■ **Text block**
····················

ARDD Claw Bot (Slack) A community-level Slack bot serving the entire conference — not just registered app users. Attendees query it with /ardd now, /ardd schedule, /ardd speaker, and /ardd notes to navigate the programme in real time. They submit session impressions via /ardd note, which are aggregated into a shared feed the whole community can query. Organisers push announcements through /ardd announce. At 6 PM each conference day, the bot auto-generates and posts a digest of everything that happened — sessions held, highlights, and notable attendee impressions — and archives the full record for a structured post-conference export.

How we built it

We built Mycellium using a modern full-stack web architecture focused on scalability, real-time interaction, and visualization.

Backend

  • Node.js
  • Express
  • TypeScript
  • PostgreSQL
  • Prisma ORM

Frontend

  • React / Next.js
  • Tailwind CSS
  • React Force Graph for the research visualization engine

Real-Time Features

  • Socket.IO for live messaging and networking interactions

AI / Matching Layer For matchmaking, we combined:

  • keyword overlap analysis
  • publication similarity
  • research-interest embeddings
  • rule-based explanation generation

Instead of training expensive custom AI models, we used lightweight semantic similarity approaches and structured reasoning systems to create customized recommendations while staying within hackathon constraints.

Infrastructure

To keep the project fully accessible and deployable on free tiers, we used:

  • Supabase PostgreSQL
  • Render
  • Vercel
  • Cloudinary for video hosting

Challenges we ran into

One of our biggest challenges was creating the Claw Bot as we had never worked with Slack bots before. Among the many issues we ran into, one particularly tricky one was Slack's 3-second ack deadline, which required slash commands to acknowledge an incoming request within ~3 seconds. The /ardd note modal was especially tricky: trigger_id expires ~3 seconds after the slash command fires, so views.open must happen essentially immediately. We solved this by warming a modal view cache at bot startup so the modal open never blocks on a DB query. Thanks to our mentor, Fenil Shah, we were able to solve that issue along with numerous other bugs.

Another major challenge was designing the matchmaking engine in a way that felt genuinely intelligent without relying on expensive large-scale AI infrastructure. We spent significant time thinking about how to make recommendations feel meaningful rather than random. This led us to focus heavily on explainability and relationship reasoning instead of purely numerical similarity scores.

····················

■ **Dataset excerpt**
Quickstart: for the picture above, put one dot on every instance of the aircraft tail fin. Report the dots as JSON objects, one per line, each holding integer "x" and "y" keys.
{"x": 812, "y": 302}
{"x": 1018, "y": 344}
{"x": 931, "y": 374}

····················

■ **Prompt**
What are the exact words of the project write-up, starting with "AI / Matching" and going on through "within hackathon constraints."? Retype them. This listing was taken from a different source than the project write-up.

■ **Answer to the problem**
AI / Matching Layer For matchmaking, we combined:

  • keyword overlap analysis
  • publication similarity
  • research-interest embeddings
  • rule-based explanation generation

Instead of training expensive custom AI models, we used lightweight semantic similarity approaches and structured reasoning systems to create customized recommendations while staying within hackathon constraints.